Segment Start: Exercise inputs

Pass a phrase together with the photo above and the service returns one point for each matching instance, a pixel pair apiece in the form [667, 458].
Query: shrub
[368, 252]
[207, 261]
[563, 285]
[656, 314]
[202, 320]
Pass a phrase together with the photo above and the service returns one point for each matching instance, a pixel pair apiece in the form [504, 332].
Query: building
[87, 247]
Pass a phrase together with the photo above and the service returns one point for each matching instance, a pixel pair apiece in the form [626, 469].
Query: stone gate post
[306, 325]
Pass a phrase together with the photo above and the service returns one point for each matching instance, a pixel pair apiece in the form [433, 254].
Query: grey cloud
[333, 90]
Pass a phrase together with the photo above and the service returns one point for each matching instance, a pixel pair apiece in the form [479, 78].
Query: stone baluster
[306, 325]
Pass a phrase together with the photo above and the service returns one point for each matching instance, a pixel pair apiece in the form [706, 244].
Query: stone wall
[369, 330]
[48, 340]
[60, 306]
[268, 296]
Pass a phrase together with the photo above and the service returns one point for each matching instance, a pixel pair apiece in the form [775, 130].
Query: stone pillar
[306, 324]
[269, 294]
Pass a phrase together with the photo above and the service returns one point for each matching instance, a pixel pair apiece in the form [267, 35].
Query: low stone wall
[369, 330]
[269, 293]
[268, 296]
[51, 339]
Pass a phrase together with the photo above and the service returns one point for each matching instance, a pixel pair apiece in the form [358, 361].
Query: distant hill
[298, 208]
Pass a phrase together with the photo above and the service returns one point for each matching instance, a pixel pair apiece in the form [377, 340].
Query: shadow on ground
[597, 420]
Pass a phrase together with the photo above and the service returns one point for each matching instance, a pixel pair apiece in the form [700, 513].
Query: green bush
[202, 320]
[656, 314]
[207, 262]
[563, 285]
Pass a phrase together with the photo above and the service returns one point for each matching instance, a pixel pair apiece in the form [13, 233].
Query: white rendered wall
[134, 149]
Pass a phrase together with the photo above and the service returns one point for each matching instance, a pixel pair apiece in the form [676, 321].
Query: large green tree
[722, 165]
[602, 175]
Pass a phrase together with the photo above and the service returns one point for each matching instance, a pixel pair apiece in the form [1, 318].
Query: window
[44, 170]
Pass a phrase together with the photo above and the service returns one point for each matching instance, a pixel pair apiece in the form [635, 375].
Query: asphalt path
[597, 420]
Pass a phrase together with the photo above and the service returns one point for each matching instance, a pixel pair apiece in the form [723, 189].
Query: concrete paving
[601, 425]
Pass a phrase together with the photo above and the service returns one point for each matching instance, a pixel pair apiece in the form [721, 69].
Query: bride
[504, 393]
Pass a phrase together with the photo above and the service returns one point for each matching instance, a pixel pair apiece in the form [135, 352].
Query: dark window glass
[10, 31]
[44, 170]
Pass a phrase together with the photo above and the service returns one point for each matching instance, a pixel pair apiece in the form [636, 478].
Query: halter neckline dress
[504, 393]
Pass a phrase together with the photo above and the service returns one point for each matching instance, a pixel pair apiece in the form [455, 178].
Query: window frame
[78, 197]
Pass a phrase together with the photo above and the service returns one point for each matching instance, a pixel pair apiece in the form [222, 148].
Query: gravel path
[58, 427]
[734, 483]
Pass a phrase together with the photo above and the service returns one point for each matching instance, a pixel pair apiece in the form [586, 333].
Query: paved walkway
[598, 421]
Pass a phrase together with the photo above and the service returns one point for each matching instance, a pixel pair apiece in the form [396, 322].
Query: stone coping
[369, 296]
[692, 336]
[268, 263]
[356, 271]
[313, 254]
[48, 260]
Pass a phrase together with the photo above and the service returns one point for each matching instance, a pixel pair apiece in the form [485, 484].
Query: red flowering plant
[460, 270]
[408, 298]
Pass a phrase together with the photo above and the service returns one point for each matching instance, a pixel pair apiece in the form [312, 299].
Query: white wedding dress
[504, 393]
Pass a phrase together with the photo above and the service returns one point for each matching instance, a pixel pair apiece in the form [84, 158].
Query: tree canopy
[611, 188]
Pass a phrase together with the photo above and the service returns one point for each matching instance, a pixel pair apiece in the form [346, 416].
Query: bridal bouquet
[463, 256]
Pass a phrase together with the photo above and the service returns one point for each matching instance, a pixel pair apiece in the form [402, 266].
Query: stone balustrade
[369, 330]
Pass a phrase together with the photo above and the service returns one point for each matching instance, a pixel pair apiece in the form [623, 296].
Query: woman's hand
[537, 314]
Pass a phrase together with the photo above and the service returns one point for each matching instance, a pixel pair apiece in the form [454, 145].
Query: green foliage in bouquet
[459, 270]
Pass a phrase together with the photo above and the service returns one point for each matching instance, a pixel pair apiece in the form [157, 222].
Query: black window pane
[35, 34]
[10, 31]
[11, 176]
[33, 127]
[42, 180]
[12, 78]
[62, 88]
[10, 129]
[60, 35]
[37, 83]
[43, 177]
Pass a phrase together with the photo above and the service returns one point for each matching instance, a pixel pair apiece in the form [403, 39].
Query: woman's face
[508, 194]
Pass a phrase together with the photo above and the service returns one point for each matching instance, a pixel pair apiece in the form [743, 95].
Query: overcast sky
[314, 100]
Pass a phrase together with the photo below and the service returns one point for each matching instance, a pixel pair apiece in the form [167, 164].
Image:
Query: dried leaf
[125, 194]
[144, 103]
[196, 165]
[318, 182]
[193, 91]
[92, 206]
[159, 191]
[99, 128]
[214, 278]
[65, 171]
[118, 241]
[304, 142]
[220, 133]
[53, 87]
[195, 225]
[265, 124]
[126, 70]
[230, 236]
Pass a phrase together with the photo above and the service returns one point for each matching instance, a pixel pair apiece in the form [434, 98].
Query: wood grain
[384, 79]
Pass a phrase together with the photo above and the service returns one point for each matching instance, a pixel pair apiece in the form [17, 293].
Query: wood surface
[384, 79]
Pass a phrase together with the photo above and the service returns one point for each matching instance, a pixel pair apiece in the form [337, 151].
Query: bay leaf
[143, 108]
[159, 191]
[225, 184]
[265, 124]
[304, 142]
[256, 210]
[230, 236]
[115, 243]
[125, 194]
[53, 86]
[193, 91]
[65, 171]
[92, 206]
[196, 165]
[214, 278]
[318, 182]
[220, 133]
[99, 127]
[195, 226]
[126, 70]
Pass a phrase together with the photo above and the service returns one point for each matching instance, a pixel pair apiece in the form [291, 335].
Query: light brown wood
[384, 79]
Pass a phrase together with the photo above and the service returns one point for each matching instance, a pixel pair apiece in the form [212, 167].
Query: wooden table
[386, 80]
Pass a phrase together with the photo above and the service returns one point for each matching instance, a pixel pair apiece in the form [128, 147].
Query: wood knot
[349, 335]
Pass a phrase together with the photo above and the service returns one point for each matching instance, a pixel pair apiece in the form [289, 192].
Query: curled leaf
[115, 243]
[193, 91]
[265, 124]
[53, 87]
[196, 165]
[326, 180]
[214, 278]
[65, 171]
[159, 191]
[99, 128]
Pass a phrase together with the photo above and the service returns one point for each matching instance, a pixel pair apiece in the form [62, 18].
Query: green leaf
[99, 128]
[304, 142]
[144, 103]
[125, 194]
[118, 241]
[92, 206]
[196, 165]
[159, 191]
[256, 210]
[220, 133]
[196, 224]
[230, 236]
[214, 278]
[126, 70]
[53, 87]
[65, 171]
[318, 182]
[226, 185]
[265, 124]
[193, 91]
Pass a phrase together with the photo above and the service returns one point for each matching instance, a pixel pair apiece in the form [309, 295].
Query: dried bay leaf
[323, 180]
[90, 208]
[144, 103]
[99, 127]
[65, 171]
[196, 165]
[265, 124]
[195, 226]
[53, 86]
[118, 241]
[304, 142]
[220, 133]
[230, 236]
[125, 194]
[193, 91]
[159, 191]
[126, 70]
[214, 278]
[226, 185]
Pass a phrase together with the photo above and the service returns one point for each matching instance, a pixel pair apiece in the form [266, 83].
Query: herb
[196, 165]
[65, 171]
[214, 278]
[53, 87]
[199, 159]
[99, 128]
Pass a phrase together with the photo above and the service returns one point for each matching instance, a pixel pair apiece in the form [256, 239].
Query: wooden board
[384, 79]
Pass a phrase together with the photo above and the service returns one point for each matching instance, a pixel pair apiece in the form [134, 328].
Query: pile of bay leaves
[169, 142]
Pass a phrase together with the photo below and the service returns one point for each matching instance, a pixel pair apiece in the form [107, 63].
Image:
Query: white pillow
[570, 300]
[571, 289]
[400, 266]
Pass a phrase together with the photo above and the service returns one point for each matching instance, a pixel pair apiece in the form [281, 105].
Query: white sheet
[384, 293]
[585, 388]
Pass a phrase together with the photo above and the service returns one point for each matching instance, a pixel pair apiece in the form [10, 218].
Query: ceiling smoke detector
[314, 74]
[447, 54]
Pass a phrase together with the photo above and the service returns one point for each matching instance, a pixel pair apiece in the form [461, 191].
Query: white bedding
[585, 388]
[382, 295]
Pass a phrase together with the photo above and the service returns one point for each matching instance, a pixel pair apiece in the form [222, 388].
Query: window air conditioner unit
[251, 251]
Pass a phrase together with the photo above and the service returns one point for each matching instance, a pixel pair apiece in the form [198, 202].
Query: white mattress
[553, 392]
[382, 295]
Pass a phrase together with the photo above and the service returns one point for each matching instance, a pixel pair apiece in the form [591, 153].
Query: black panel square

Segment End: Exercise inputs

[What you should do]: Find each line in the listing above that contains "below", and copy that line.

[Response to the exercise]:
Pass a phrase together with the photo below and the service returns one point for each matching instance, a pixel pair apiece in the form [167, 164].
Pass a phrase together with the photo below and the service returns one point for each matching instance, a pixel pair apiece in the form [107, 63].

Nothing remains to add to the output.